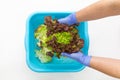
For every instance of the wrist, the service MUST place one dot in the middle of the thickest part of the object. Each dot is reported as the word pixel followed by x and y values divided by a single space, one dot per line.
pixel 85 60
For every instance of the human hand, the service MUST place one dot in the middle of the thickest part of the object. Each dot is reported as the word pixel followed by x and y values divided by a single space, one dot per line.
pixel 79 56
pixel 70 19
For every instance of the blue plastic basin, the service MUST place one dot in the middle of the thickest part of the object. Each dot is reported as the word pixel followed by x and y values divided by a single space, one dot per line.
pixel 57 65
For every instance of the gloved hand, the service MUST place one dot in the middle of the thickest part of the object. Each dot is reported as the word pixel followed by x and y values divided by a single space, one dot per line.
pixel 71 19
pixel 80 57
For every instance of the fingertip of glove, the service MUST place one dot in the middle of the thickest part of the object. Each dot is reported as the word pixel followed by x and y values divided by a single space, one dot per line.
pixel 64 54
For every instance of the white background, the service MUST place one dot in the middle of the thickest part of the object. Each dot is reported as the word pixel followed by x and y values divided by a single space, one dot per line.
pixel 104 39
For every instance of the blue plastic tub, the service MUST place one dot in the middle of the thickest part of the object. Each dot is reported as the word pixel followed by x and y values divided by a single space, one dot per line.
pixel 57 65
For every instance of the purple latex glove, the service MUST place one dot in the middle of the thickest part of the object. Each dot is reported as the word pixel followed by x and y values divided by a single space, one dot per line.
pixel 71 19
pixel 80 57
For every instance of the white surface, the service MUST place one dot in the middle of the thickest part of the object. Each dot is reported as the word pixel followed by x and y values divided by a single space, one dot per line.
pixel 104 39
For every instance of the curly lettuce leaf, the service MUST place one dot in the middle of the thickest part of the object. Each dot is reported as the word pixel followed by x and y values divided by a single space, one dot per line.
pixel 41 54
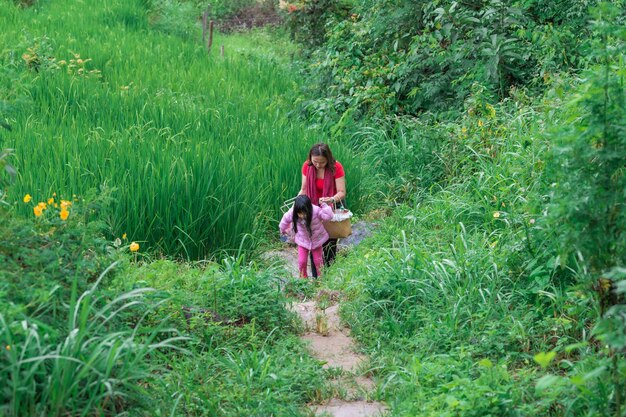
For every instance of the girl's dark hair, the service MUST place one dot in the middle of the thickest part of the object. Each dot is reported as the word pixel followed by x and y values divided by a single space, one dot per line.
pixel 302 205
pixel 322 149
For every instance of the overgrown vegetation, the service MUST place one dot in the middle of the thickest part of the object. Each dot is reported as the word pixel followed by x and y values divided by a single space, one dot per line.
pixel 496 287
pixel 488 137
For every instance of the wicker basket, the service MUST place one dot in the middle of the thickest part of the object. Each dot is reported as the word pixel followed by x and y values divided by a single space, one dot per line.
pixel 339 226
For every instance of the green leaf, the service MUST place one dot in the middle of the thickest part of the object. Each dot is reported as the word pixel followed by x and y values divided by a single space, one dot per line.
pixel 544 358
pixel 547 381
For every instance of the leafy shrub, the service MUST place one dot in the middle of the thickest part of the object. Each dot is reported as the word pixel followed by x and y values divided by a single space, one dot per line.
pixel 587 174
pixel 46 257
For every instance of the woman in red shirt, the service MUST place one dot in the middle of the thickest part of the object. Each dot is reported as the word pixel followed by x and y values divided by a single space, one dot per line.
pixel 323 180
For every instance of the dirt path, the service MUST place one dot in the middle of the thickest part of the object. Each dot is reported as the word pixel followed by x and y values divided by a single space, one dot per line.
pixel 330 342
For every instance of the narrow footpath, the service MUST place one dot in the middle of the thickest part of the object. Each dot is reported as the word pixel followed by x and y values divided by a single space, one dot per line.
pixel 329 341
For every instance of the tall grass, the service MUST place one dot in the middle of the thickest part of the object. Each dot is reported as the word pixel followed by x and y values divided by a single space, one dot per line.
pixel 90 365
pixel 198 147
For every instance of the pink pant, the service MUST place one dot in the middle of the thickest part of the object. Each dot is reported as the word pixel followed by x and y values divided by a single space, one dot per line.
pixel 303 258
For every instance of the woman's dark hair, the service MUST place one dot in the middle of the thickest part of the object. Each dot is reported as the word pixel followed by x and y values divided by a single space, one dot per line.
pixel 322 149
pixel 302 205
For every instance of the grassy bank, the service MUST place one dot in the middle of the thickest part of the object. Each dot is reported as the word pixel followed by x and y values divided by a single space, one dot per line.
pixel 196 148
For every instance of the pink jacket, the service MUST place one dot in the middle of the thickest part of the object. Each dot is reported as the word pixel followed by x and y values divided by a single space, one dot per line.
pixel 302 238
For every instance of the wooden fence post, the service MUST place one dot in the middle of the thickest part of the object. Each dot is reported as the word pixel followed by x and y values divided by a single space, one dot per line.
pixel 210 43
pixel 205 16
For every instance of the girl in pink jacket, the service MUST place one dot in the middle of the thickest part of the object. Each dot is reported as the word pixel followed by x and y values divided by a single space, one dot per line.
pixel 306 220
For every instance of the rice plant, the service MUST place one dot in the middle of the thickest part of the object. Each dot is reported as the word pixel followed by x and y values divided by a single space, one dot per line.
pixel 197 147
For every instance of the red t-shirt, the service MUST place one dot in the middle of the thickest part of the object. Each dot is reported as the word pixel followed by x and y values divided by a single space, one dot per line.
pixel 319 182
========
_Challenge_
Extract every row above verbatim, leaving out the pictures.

_Problem solution_
For every instance of the wrist, the service MUST place one dot in the middle of the thickest part of the object. Each dot is reported as the word pixel followed by x and y values divided by a single space, one dot per line.
pixel 85 60
For every instance of the human hand, the service MUST place one dot in the middle of the thickest part of the object. Each dot is reported as the word pixel followed by x and y values divided by a single space, one dot per line.
pixel 79 56
pixel 70 19
For every instance of the blue plastic basin, the service MUST place one dot in the middle of the thickest part of the object. Each dot is reported as the word pixel followed by x and y values divided by a single space, one dot per line.
pixel 57 65
For every instance of the gloved hand, the service MUST place one dot in the middle of the thickest part of the object. Each dot is reported as the word pixel followed by x and y values divided by a single space, one dot per line.
pixel 71 19
pixel 80 57
For every instance of the fingertip of glove, the service MUST place one dot in the middle of the thickest part of the object. Each dot is reported as the word pixel followed by x and y values divided by a single space, one dot per line.
pixel 64 54
For every instance of the white background, the service MUST place one dot in the middle of the thickest part of the object. Each dot is reported as the word pixel followed by x and y values divided by a single space, one dot per line.
pixel 104 39
For every instance of the blue plastic tub, the service MUST place one dot in the middle of the thickest part of the object. Each dot is reported as the word pixel followed by x and y values divided by a single space, one dot per line.
pixel 57 65
For every instance of the purple latex glove, the service MUST place one dot in the middle of the thickest part of the object. Each dot is reported as the word pixel followed by x and y values divided by a single space, one dot per line.
pixel 71 19
pixel 80 57
For every instance of the white surface, the service MUST place one dot in the middle of the thickest part of the object. Each dot is reported as the word pixel followed by x and y values divided by a single space, one dot per line.
pixel 104 39
For every instance of the curly lettuce leaf, the service MUST place one dot in the middle of the thickest part of the object. Each dot is reported as the word pixel followed by x and y values divided by a single space, one dot per line.
pixel 41 54
For every instance of the girl's dark hair, the service MUST place one dot in the middle of the thickest part of the object. Each dot is reported as the word pixel followed by x and y values divided by a single space, one dot per line.
pixel 302 205
pixel 322 149
For every instance of the overgrown vegetation, the service MUST place one dot in the middle of the thickest part of the object. Each dot is reported as the word pixel followed by x and y values divided by a single space, one dot per line.
pixel 496 287
pixel 488 137
For every instance of the wicker basket, the service MUST place one dot in the middle of the thickest part of the object. Each dot is reported as the word pixel followed by x and y values divided by a single space, one dot per line.
pixel 339 226
For every instance of the green leaf, the service MUST place one dot in the middle of the thickest part of the object. Each dot is reported as the word pixel followed by x and y values divided by a single space, one dot per line.
pixel 544 358
pixel 547 381
For every instance of the leafy shrub, the service MUST place one dot in the middle of the thickest part of the object. Each dot is reported as the word pixel followed by x and y values divided by a single space, one dot per line.
pixel 587 174
pixel 46 257
For every instance of the woman in red shirt, the service MUST place one dot in the middle of the thickest part of the object. Each dot is reported as the word pixel followed by x and y values divided by a single space, one dot per line.
pixel 323 180
For every instance of the dirt path, the service MUST place one dot in the middle of the thickest part of the object. Each dot is reported as the word pixel followed by x and y values divided by a single space, one dot per line.
pixel 330 342
For every instance of the narrow footpath, the service MUST place one dot in the middle of the thickest part of the object. Each dot is reported as the word pixel followed by x and y values divided by a single space, one dot per line.
pixel 329 341
For every instance of the tall grass, the service MUST place one dot in the middle of the thickest part of the object. Each dot is reported as the word pixel followed by x and y values divided by a single space, one dot per line.
pixel 90 365
pixel 198 147
For every instance of the pink pant, the service MUST place one dot in the middle of the thickest part of the object. Each dot is reported as the word pixel followed by x and y values divided by a single space, one dot per line.
pixel 303 258
For every instance of the woman's dark hair, the service MUST place one dot in the middle of the thickest part of the object. Each dot is reported as the word pixel followed by x and y values divided by a single space, one dot per line.
pixel 322 149
pixel 302 205
For every instance of the grassy bank, the service MUST place one dot in the middle of the thickest part of the object. Each dot is reported as the word pixel followed by x and y values divided by a single space, one dot per line.
pixel 196 148
For every instance of the pink jacket, the service MUST place one dot in the middle of the thickest part of the object. Each dot is reported as the word pixel followed by x and y values divided by a single space, one dot per line.
pixel 302 238
For every instance of the wooden fence post, the service MUST place one dot in the middle of the thickest part of the object. Each dot is reported as the word pixel followed by x and y values divided by a single space, one dot per line.
pixel 210 43
pixel 205 16
For every instance of the girl in pink jacket, the service MUST place one dot in the middle of the thickest part of the object. Each dot is reported as the word pixel followed by x and y values divided by a single space, one dot per line.
pixel 306 220
For every instance of the rice plant, the service MUST place one dot in the middle of the thickest part of the object. Each dot is reported as the word pixel followed by x and y values divided by a single space, one dot per line.
pixel 197 147
For every instance of the red t-shirt, the service MUST place one dot in the middle of the thickest part of the object. Each dot is reported as the word pixel followed by x and y values divided by a single space, one dot per line.
pixel 319 182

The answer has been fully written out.